[WHAT IS EXPECTED]: Rewrite the data below with "even-odd rule" swapped for "nonzero winding rule" everywhere it occurs, keeping every other part unchanged.

Records excerpted from a collection
** begin **
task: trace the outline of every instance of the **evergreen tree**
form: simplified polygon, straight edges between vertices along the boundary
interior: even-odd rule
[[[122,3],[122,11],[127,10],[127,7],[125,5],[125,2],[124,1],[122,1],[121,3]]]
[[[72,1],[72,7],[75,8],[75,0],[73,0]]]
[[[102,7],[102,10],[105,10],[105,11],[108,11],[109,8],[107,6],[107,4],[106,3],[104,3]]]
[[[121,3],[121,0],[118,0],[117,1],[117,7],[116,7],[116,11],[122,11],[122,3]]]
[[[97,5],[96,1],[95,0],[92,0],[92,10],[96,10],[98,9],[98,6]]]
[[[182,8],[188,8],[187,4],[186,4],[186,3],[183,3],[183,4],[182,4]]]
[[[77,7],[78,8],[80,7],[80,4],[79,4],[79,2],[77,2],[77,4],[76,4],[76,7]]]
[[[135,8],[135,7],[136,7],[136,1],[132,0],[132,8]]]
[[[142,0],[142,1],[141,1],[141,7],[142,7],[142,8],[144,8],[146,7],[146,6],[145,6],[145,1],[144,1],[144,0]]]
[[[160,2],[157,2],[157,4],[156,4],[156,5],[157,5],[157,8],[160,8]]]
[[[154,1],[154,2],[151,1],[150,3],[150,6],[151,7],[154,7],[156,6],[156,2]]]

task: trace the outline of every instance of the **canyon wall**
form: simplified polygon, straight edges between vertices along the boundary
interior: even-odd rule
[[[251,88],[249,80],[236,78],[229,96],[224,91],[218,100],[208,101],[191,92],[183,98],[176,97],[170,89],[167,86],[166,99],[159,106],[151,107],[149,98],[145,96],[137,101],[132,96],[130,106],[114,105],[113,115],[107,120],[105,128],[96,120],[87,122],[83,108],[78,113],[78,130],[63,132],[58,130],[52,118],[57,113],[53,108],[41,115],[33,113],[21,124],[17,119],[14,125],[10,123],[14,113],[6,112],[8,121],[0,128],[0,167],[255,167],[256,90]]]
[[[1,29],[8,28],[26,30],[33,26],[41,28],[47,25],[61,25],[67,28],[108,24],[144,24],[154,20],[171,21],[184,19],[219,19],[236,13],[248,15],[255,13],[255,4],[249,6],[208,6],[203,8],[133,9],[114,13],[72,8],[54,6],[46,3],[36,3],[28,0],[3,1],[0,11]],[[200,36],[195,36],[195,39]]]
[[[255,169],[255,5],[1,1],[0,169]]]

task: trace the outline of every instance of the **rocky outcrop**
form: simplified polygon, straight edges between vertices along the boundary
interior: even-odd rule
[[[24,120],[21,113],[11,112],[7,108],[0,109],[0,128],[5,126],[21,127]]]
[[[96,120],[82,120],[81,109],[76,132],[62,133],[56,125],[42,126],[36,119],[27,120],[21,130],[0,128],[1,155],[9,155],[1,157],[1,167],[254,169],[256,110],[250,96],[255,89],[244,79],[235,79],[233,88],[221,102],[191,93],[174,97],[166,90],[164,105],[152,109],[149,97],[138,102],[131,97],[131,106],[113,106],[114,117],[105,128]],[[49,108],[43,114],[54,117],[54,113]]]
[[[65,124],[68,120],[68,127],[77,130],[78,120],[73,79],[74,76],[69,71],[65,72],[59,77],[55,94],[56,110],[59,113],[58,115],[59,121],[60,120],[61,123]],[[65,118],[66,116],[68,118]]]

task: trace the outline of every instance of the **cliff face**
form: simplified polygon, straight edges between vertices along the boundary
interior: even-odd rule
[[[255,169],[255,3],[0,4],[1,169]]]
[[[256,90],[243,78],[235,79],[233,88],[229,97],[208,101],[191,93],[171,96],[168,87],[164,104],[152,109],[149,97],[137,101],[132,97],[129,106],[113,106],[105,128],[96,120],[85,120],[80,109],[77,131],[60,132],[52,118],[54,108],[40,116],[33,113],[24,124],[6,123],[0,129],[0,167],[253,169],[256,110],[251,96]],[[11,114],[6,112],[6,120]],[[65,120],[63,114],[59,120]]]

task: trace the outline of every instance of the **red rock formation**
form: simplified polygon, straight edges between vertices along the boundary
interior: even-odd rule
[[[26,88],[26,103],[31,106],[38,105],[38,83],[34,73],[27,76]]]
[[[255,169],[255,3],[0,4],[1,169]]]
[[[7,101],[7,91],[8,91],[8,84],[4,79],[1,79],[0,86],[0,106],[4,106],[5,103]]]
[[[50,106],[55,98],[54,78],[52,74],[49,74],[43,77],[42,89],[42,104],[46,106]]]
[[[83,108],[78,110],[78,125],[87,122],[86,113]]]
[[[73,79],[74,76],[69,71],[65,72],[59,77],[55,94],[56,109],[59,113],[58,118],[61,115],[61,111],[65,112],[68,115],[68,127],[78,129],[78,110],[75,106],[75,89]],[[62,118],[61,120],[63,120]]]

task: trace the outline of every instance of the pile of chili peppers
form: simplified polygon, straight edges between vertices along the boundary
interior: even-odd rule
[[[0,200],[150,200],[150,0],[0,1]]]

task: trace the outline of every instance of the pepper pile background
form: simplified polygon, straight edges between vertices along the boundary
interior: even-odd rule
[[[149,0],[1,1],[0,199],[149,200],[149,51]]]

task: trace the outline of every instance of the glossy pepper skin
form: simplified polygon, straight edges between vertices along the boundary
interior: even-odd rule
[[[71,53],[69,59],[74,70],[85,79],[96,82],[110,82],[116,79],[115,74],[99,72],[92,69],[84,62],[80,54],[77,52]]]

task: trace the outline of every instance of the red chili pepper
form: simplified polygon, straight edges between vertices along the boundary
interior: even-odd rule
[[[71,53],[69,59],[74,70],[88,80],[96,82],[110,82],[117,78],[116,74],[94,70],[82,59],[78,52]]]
** end **
[EXPECTED ANSWER]:
task: trace the outline of every instance of the **evergreen tree**
form: simplified polygon, straight edges between vertices along the boundary
interior: nonzero winding rule
[[[122,3],[122,11],[127,10],[127,7],[125,5],[125,2],[124,1],[122,1],[121,3]]]
[[[72,1],[72,7],[75,8],[75,0],[73,0]]]
[[[102,7],[102,10],[105,10],[105,11],[108,11],[109,8],[107,6],[107,4],[106,3],[104,3]]]
[[[121,3],[121,0],[118,0],[117,1],[117,7],[116,7],[116,11],[122,11],[122,3]]]
[[[97,5],[96,1],[95,0],[92,0],[92,10],[96,10],[98,9],[98,6]]]
[[[182,8],[188,8],[187,4],[186,4],[186,3],[183,3],[183,4],[182,4]]]
[[[77,7],[78,8],[80,7],[80,4],[79,4],[79,2],[77,2],[77,4],[76,4],[76,7]]]
[[[135,8],[135,7],[136,7],[136,1],[132,0],[132,8]]]
[[[142,0],[142,1],[141,1],[141,7],[142,7],[142,8],[144,8],[146,7],[146,6],[145,6],[145,1],[144,1],[144,0]]]
[[[160,2],[157,2],[157,4],[156,4],[156,5],[157,5],[157,8],[160,8]]]
[[[154,1],[154,2],[151,1],[150,3],[150,6],[151,7],[154,7],[156,6],[156,2]]]

task: trace the outline of every instance of the **canyon wall**
form: simplified polygon, straight edges between vertices along the boundary
interior: nonzero winding rule
[[[251,88],[249,80],[236,78],[229,96],[224,91],[218,100],[208,101],[191,92],[183,98],[176,97],[170,89],[167,86],[166,99],[159,106],[151,107],[149,98],[145,96],[137,101],[132,96],[130,106],[114,105],[113,115],[107,120],[105,128],[96,120],[87,122],[83,108],[78,113],[78,130],[63,132],[58,130],[52,118],[57,113],[53,108],[41,115],[33,113],[21,124],[17,119],[14,125],[10,123],[14,113],[6,112],[8,121],[0,128],[0,167],[255,167],[256,90]]]
[[[1,29],[8,28],[26,30],[33,26],[41,28],[47,25],[61,25],[67,28],[108,24],[144,24],[154,20],[171,21],[184,19],[219,19],[236,13],[248,15],[255,13],[255,4],[249,6],[208,6],[203,8],[133,9],[114,13],[72,8],[54,6],[46,3],[36,3],[28,0],[3,1],[0,11]],[[200,36],[195,36],[195,39]]]
[[[255,169],[255,5],[1,1],[0,169]]]

task: trace the outline of every instance of the **rocky outcrop**
form: simplified polygon, straight edges between vertices along the boundary
interior: nonzero winding rule
[[[24,120],[21,113],[11,112],[7,108],[0,109],[0,128],[5,126],[21,127]]]
[[[96,120],[82,120],[81,109],[76,132],[62,133],[56,125],[42,126],[36,119],[27,120],[21,130],[0,128],[1,155],[9,155],[1,157],[1,167],[254,169],[256,110],[250,96],[255,89],[244,79],[235,79],[233,88],[221,102],[191,93],[174,97],[166,90],[164,105],[152,109],[149,97],[138,102],[131,97],[131,106],[113,106],[114,117],[105,128]],[[49,108],[43,114],[54,117],[54,113]]]
[[[65,124],[68,120],[68,127],[77,130],[78,120],[73,79],[74,76],[69,71],[65,72],[59,77],[55,94],[56,110],[59,113],[58,115],[59,121],[60,120],[61,123]],[[65,118],[66,116],[68,118]]]

task: trace the outline of every instance of the **cliff face**
form: simplified polygon, straight edges between vertices along the boundary
interior: nonzero winding rule
[[[255,169],[255,3],[0,4],[1,169]]]
[[[256,90],[243,78],[235,79],[233,88],[229,97],[208,101],[191,93],[171,96],[168,87],[164,104],[152,109],[149,97],[137,101],[132,97],[129,106],[113,106],[105,128],[96,120],[85,120],[80,109],[77,131],[60,132],[52,118],[54,108],[40,116],[33,113],[24,124],[6,123],[0,129],[0,167],[253,169],[256,110],[251,96]],[[11,114],[6,112],[6,120]],[[65,120],[63,114],[59,120]]]

task: trace the outline of every instance of the **red rock formation**
form: simplified polygon, straight edges between vertices along the boundary
interior: nonzero winding rule
[[[26,88],[26,103],[31,106],[38,105],[38,83],[34,73],[27,76]]]
[[[255,169],[255,3],[0,4],[1,169]]]
[[[7,101],[7,91],[8,91],[8,84],[4,79],[1,79],[0,86],[0,106],[4,106],[5,103]]]
[[[50,106],[55,98],[54,78],[52,74],[49,74],[43,77],[42,89],[42,104],[46,106]]]
[[[83,108],[78,110],[78,125],[87,122],[86,113]]]
[[[73,79],[74,76],[69,71],[65,72],[59,77],[55,94],[56,109],[59,113],[58,118],[61,115],[61,111],[65,112],[68,115],[68,127],[78,129],[78,110],[75,106],[75,89]],[[62,118],[61,120],[63,120]]]

task: trace the outline of every instance of the pile of chili peppers
form: simplified polygon, straight edges between vertices along the boundary
interior: nonzero winding rule
[[[0,200],[150,200],[150,0],[0,1]]]

task: trace the outline of every instance of the pepper pile background
form: simplified polygon, straight edges between vertices along the boundary
interior: nonzero winding rule
[[[149,0],[1,1],[0,199],[149,200],[149,51]]]

task: trace the outline of every instance of the glossy pepper skin
form: simplified polygon, straight edges between vertices along the boundary
interior: nonzero winding rule
[[[71,53],[69,59],[74,70],[85,79],[96,82],[110,82],[116,79],[115,74],[99,72],[92,69],[84,62],[80,54],[77,52]]]

task: trace the outline of every instance of the red chili pepper
form: simplified polygon, straight edges between vertices along the boundary
interior: nonzero winding rule
[[[71,53],[69,59],[74,70],[88,80],[96,82],[110,82],[117,78],[116,74],[94,70],[82,59],[78,52]]]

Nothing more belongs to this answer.